**Exercise instructions**: Please format everything in the listing below, from the line containing "gray graphic t-shirt." down to the final line, as a JSON list of strings with one string per line, omitting any blank lines.

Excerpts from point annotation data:
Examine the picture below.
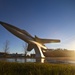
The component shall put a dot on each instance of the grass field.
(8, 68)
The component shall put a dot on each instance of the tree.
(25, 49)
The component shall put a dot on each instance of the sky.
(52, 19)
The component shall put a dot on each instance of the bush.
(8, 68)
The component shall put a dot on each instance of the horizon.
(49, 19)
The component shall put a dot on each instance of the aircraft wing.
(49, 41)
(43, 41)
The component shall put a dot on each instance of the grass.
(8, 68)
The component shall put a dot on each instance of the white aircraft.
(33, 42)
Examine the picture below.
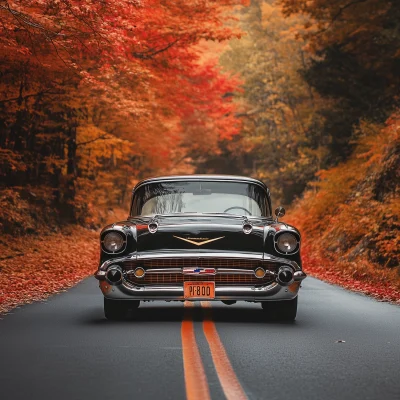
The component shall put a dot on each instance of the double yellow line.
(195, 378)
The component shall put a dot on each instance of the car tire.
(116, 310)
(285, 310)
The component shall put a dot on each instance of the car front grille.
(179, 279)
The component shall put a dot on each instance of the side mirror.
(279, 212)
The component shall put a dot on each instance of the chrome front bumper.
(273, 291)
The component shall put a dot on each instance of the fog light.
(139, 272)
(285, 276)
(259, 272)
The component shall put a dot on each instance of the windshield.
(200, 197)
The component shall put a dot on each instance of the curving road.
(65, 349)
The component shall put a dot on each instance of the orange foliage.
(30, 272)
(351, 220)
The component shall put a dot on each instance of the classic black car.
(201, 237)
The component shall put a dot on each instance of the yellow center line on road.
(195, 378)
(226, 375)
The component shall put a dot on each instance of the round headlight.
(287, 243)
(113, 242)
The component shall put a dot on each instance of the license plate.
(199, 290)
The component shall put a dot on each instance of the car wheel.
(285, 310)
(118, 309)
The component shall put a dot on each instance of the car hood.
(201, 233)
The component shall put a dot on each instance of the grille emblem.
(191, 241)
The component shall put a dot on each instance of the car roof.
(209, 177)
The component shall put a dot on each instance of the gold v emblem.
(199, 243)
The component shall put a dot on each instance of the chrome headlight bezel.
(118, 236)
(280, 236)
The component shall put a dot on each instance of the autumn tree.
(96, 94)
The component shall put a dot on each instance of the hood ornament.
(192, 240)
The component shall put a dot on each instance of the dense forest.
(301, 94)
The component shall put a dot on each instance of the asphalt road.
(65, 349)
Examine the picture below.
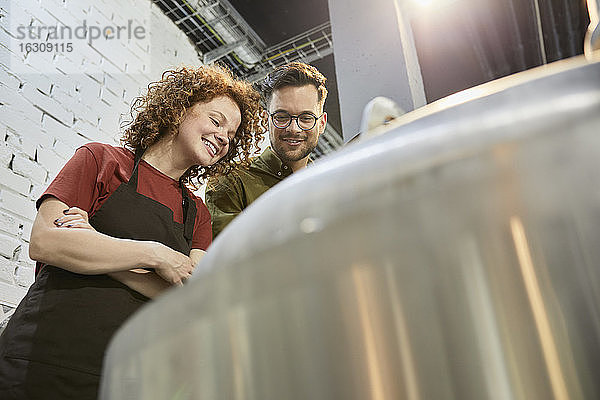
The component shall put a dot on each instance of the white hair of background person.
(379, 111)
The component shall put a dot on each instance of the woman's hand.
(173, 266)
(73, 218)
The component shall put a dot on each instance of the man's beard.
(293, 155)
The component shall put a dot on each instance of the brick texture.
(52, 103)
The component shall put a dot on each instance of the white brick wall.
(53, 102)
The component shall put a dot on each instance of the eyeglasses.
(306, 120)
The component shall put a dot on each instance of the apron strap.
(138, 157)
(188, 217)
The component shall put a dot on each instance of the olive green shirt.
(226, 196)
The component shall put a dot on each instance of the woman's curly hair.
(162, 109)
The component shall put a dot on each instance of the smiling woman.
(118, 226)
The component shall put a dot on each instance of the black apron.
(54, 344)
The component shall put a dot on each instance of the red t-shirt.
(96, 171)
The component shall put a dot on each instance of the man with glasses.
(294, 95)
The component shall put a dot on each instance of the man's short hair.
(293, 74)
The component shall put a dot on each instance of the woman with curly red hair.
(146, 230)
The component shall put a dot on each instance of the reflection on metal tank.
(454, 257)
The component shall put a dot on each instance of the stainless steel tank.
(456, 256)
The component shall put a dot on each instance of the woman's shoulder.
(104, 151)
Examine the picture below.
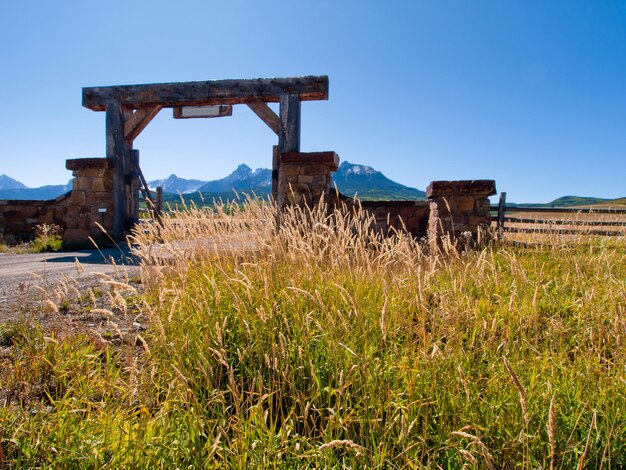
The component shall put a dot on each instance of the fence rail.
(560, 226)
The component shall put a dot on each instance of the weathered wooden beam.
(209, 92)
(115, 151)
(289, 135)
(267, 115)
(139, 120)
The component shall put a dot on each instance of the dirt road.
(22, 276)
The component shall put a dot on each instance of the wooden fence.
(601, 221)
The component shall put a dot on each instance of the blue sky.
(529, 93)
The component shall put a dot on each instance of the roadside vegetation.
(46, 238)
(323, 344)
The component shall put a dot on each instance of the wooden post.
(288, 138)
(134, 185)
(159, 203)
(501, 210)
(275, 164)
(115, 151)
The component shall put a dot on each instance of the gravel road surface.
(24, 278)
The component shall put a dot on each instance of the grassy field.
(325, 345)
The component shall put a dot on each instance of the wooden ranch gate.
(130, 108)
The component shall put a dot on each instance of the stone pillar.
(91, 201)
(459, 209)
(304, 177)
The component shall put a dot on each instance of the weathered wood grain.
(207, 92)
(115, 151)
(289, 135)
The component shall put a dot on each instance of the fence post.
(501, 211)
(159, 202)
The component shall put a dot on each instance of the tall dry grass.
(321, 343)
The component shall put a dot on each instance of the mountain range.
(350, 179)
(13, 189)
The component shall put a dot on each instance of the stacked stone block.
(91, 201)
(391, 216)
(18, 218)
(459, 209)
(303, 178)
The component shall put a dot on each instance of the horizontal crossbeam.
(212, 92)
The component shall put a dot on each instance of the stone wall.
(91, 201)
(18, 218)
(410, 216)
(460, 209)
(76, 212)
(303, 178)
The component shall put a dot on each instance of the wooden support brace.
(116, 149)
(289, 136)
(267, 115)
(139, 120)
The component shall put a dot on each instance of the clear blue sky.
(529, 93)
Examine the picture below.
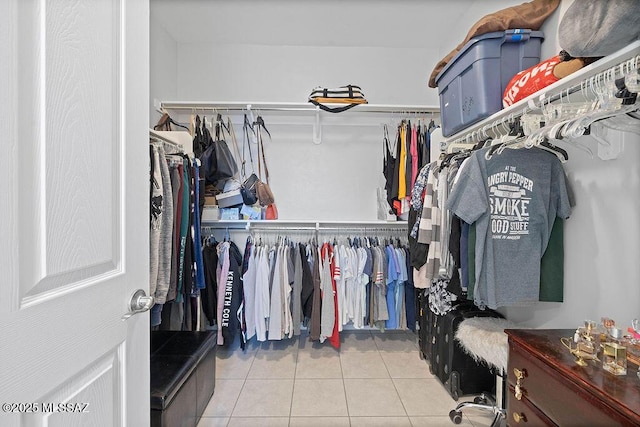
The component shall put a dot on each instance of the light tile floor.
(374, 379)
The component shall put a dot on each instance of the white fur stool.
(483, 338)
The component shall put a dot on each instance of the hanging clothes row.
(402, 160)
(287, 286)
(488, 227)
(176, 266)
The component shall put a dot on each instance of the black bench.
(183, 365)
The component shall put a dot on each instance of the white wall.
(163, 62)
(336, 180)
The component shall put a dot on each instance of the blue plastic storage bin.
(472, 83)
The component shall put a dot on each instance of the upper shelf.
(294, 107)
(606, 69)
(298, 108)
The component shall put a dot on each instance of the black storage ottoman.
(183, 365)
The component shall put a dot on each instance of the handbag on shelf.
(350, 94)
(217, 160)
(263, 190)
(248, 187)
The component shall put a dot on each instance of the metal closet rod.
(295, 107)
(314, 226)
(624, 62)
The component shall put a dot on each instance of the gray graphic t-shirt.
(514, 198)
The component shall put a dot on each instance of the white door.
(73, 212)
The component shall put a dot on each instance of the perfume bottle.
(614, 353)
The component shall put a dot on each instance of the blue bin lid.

**Response**:
[
  "The component shall put a dot on each instance of the gray graphic t-shirt.",
  "(514, 198)",
  "The component shall put a dot on each instance of the white door.",
  "(73, 212)",
  "The component shall put a dot on each instance of the perfume bottle.",
  "(614, 353)",
  "The component shall put a dot on each instance of the blue bin lid."
]